*Objective a*
Reproduce word for word the part of the spray-painting thread from "Cracking job mate" to "in the begining.".

=== Source text ===

# spraying with cans , happy result



## CTR De (Feb 10, 2011)

hi

i have a nightshade (blackish) qashqai with lots of chrome on it , i have just yesterday ordereed a new 2013 qashqai in arctic white with white leather trim and dont think chrome looks as good on white so needed to decide on a new colour scheme for the chrome stuff , i decided on vinyl wrap for most of it in black and white carbon effect vinyl , my wrapping can be seen in another thread here and came out really well but...

i also have front and rear skid plates that after a failed attempt at wrapping due to shape and contours i decided to get painted

quotes ranged for £150 cheapest to £300 :doublesho

so i decided to try to do them myself with cans (i figured if i failed i could just sand then back and get them done properly)

ive sprayed a few things in the past but nothing this big with cans

anyway job done and im really happy with the outcome

first up cleaned thoroughly and keyed surface ready for paint



















next up 2/3 coats of white plastic primer



















left to dry (little help from hairdryer) then another sand with 2000 grit

next up 3 coats of nissan arctic white



















finished off with 3 heavy coats of rust-oleum non yellowing clear coat





































im very happy with the outcome and this is all it took










total cost £32 , bargain :lol:


----------



## CTR De (Feb 10, 2011)

ps , due to rain and mrs being away for 2 days i did this indoors :doublesho , house now stinks of paint fumes

not advisable as im now buzzing from the fumes :lol: , but while the cats away :thumb:


----------



## Shinyvec (Feb 12, 2010)

Cracking job mate and I have had great results with Rattle Cans with stuff on my car too. Just a little warning though mate Aerosol paint can react to some Detailing products as I found out. I got like a bleached effect on my DIY Panels which did polish off but idealy not wanted in the begining.
The products I have had problems with are as follows
Carpro Tarx and TRIX
Concours Dissolver
Autobrite Just the Tonic

I am not slamming these products but I have had problems in the past so thought it only fair to warn you. With your car being white it will be hard to see but the lack of shine will show if you have had any reaction.


----------



## CTR De (Feb 10, 2011)

good to know mate :thumb: , i hadnt considered that 

cheers shinyvec


----------



## Stevesuds (Jun 11, 2012)

Nice work mate. I take you sprayed top to bottom rather than long strokes? Gathering tips for spraying a few mini panels.


----------



## CTR De (Feb 10, 2011)

i did one coat one way and 1 the other on the primer and paint and top to bottom on the clear coat


----------



## RobertUtley (Mar 15, 2012)

Well done mate I hope it matches the white of the new motor though as I know how rattle cans can vary!

I've refurbed a few sets of rims before and it's amazing to see the start images to the end one!

Nice job


----------



## CTR De (Feb 10, 2011)

they actually go on the lower black plastics so a shade either way would never notice , cheers rob


----------



## IanA (Feb 26, 2012)

amazing job, as with a lot of aspects of car repair the make or break is in the prep you do but I must say I'd be chuffed to bits with these results


----------



## Kriminal (Jan 11, 2007)

=== Dataset records ===

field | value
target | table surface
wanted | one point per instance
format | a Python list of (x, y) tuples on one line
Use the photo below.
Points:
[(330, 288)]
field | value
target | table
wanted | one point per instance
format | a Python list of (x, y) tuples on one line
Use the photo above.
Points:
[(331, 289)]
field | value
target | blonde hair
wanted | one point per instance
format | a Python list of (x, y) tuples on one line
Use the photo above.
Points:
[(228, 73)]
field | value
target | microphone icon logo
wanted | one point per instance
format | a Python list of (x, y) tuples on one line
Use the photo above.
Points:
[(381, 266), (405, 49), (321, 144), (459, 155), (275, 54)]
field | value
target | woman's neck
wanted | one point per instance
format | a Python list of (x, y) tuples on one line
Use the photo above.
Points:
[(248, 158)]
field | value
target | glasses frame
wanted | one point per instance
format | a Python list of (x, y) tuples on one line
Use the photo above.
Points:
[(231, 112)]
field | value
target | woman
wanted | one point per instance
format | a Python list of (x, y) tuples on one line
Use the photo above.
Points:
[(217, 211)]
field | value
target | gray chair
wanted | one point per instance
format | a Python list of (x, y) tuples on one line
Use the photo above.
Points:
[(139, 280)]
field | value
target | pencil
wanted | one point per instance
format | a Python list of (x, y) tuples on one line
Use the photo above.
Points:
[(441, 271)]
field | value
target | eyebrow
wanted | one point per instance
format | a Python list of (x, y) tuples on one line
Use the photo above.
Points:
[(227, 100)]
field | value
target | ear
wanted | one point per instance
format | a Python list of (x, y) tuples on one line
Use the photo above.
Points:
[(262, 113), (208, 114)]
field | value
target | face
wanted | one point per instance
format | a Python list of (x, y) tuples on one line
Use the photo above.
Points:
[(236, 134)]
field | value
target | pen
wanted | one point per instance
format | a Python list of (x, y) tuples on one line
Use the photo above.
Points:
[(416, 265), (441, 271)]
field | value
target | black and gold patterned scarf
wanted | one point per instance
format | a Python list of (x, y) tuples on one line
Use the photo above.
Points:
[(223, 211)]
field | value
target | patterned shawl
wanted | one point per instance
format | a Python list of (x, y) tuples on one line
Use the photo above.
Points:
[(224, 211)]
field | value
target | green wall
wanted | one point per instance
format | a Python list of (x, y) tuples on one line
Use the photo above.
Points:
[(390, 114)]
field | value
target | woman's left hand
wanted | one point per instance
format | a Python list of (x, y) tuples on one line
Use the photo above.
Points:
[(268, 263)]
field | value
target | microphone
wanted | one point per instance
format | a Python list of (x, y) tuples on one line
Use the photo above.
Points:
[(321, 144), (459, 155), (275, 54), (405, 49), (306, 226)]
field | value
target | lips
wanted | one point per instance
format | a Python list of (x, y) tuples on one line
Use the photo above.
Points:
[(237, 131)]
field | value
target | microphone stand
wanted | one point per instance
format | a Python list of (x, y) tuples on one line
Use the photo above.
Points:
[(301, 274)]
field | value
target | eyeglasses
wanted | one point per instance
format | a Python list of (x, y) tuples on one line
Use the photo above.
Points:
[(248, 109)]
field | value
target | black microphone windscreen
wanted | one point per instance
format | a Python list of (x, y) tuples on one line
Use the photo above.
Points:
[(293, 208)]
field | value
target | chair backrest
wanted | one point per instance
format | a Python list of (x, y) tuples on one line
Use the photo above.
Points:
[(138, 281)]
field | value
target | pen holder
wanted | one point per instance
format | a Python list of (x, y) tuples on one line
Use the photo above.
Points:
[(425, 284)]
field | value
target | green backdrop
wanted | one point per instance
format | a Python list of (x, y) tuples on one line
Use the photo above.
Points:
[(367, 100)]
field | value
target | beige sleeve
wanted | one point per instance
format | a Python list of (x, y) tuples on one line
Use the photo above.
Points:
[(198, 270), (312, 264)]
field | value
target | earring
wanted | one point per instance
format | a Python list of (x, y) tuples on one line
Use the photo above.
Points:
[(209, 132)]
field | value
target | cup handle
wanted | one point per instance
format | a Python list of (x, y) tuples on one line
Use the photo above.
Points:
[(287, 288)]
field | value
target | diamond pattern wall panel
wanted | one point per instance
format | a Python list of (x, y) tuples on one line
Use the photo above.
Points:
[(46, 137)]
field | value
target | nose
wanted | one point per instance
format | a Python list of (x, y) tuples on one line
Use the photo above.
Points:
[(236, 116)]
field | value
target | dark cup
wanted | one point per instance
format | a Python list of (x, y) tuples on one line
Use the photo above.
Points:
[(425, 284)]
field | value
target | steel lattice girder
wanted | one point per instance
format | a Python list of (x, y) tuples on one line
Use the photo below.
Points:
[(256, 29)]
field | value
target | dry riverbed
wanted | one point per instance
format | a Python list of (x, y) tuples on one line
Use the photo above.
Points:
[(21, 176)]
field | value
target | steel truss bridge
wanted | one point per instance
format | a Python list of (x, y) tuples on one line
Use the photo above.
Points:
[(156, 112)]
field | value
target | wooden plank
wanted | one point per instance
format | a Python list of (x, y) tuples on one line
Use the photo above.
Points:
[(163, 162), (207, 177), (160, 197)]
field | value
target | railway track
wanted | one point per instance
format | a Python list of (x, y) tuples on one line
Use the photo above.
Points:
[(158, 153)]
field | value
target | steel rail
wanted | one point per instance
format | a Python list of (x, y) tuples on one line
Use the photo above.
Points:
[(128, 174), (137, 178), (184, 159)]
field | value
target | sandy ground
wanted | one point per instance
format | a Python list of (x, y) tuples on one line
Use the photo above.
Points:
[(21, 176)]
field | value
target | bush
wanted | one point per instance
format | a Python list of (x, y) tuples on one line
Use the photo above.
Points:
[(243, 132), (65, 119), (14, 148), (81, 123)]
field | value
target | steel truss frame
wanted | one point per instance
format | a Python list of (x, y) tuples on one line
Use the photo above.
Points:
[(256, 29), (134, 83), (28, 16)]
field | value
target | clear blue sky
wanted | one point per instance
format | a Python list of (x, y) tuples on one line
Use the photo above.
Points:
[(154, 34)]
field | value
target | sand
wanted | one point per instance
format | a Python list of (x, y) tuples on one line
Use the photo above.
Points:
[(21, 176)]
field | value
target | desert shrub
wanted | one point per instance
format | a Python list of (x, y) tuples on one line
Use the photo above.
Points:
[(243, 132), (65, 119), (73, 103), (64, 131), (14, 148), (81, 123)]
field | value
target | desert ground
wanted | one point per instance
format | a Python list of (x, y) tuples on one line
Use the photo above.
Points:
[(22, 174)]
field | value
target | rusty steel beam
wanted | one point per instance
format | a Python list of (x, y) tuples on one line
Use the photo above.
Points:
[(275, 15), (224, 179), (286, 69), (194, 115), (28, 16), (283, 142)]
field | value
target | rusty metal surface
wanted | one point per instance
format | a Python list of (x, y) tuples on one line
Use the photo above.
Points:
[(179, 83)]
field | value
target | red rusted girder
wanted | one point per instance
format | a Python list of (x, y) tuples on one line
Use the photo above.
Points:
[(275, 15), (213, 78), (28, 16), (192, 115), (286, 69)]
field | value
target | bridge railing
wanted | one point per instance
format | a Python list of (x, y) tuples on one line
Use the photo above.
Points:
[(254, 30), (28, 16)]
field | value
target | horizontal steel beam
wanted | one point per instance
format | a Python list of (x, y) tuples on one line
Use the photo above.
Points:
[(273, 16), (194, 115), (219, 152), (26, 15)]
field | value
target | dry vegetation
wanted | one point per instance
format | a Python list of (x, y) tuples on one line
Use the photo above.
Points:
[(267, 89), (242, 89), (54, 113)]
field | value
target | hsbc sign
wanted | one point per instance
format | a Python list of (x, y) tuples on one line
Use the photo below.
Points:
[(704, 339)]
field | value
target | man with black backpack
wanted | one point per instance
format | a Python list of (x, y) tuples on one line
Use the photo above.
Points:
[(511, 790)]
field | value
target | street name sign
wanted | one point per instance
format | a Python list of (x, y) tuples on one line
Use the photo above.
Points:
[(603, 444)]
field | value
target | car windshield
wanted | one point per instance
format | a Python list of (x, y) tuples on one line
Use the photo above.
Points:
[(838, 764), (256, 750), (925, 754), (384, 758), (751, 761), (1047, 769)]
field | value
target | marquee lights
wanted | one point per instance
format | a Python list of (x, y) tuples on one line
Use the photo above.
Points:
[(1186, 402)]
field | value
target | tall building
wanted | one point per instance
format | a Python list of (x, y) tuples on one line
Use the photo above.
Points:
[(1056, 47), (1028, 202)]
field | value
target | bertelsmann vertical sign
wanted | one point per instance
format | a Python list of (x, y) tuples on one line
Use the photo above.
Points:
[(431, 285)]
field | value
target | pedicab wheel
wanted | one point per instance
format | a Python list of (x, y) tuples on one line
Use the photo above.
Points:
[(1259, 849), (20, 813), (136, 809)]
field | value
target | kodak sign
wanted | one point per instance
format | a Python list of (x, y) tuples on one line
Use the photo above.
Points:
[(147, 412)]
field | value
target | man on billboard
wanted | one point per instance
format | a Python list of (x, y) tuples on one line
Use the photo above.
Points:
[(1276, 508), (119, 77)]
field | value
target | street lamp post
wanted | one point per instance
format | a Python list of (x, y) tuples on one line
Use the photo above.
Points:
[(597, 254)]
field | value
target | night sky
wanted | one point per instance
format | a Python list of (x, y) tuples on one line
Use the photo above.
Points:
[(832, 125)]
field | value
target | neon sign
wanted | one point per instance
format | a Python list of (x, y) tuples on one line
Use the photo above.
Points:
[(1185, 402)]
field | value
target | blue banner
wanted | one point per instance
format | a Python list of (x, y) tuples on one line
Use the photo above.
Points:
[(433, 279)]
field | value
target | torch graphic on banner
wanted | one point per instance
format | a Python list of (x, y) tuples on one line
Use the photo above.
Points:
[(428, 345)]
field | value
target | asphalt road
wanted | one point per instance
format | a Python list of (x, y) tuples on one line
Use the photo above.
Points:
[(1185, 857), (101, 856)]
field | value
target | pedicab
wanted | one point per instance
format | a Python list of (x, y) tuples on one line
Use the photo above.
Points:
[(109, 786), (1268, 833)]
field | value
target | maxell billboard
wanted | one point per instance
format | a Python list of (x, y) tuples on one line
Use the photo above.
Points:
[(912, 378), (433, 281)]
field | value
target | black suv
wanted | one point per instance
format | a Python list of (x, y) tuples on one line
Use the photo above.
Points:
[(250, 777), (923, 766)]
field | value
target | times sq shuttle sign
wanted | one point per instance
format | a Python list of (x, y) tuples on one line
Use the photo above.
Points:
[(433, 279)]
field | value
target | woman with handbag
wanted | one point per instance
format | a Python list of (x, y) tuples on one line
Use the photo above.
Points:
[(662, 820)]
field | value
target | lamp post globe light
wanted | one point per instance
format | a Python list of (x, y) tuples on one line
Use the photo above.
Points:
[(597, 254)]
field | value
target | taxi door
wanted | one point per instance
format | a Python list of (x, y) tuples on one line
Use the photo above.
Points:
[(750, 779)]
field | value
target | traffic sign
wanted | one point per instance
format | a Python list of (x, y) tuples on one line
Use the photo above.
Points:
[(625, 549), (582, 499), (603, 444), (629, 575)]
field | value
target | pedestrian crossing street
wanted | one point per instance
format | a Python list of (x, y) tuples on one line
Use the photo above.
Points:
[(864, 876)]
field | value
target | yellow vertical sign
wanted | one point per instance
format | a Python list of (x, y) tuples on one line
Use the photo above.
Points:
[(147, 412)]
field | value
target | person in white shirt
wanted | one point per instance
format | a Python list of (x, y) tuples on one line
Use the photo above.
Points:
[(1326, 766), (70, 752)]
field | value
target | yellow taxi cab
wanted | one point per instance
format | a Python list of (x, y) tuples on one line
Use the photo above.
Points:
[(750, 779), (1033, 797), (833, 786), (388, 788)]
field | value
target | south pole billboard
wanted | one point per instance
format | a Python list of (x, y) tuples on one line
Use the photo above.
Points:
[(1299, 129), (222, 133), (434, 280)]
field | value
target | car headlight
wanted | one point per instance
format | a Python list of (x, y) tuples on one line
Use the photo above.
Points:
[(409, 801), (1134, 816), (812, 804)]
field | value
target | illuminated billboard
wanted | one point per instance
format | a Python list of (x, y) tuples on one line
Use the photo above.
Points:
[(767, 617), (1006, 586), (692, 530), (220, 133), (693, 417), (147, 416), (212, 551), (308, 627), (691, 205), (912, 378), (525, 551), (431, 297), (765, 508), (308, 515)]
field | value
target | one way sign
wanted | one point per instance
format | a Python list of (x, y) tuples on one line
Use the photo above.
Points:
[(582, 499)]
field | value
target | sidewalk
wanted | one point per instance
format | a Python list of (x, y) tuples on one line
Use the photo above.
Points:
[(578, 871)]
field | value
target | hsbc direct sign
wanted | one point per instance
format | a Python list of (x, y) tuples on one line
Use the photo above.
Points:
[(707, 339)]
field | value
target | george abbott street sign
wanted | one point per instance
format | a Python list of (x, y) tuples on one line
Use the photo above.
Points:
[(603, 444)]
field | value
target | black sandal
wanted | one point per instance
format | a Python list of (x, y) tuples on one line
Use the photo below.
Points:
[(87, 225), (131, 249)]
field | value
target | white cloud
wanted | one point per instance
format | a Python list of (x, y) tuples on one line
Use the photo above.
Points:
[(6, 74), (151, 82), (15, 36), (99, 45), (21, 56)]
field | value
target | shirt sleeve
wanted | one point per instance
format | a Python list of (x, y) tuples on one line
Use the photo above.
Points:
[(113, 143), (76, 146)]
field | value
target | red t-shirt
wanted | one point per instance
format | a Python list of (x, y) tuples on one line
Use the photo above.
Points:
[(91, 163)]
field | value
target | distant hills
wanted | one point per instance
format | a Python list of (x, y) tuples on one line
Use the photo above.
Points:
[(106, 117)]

===

*Objective b*
Output the listing from its first line through the line containing "[(231, 112)]" as a numbered list, both ends included and blank lines left out.

*Result a*
Cracking job mate and I have had great results with Rattle Cans with stuff on my car too. Just a little warning though mate Aerosol paint can react to some Detailing products as I found out. I got like a bleached effect on my DIY Panels which did polish off but idealy not wanted in the begining.

*Result b*
1. field | value
2. target | table surface
3. wanted | one point per instance
4. format | a Python list of (x, y) tuples on one line
5. Use the photo below.
6. Points:
7. [(330, 288)]
8. field | value
9. target | table
10. wanted | one point per instance
11. format | a Python list of (x, y) tuples on one line
12. Use the photo above.
13. Points:
14. [(331, 289)]
15. field | value
16. target | blonde hair
17. wanted | one point per instance
18. format | a Python list of (x, y) tuples on one line
19. Use the photo above.
20. Points:
21. [(228, 73)]
22. field | value
23. target | microphone icon logo
24. wanted | one point per instance
25. format | a Python list of (x, y) tuples on one line
26. Use the photo above.
27. Points:
28. [(381, 266), (405, 49), (321, 144), (459, 155), (275, 54)]
29. field | value
30. target | woman's neck
31. wanted | one point per instance
32. format | a Python list of (x, y) tuples on one line
33. Use the photo above.
34. Points:
35. [(248, 158)]
36. field | value
37. target | glasses frame
38. wanted | one point per instance
39. format | a Python list of (x, y) tuples on one line
40. Use the photo above.
41. Points:
42. [(231, 112)]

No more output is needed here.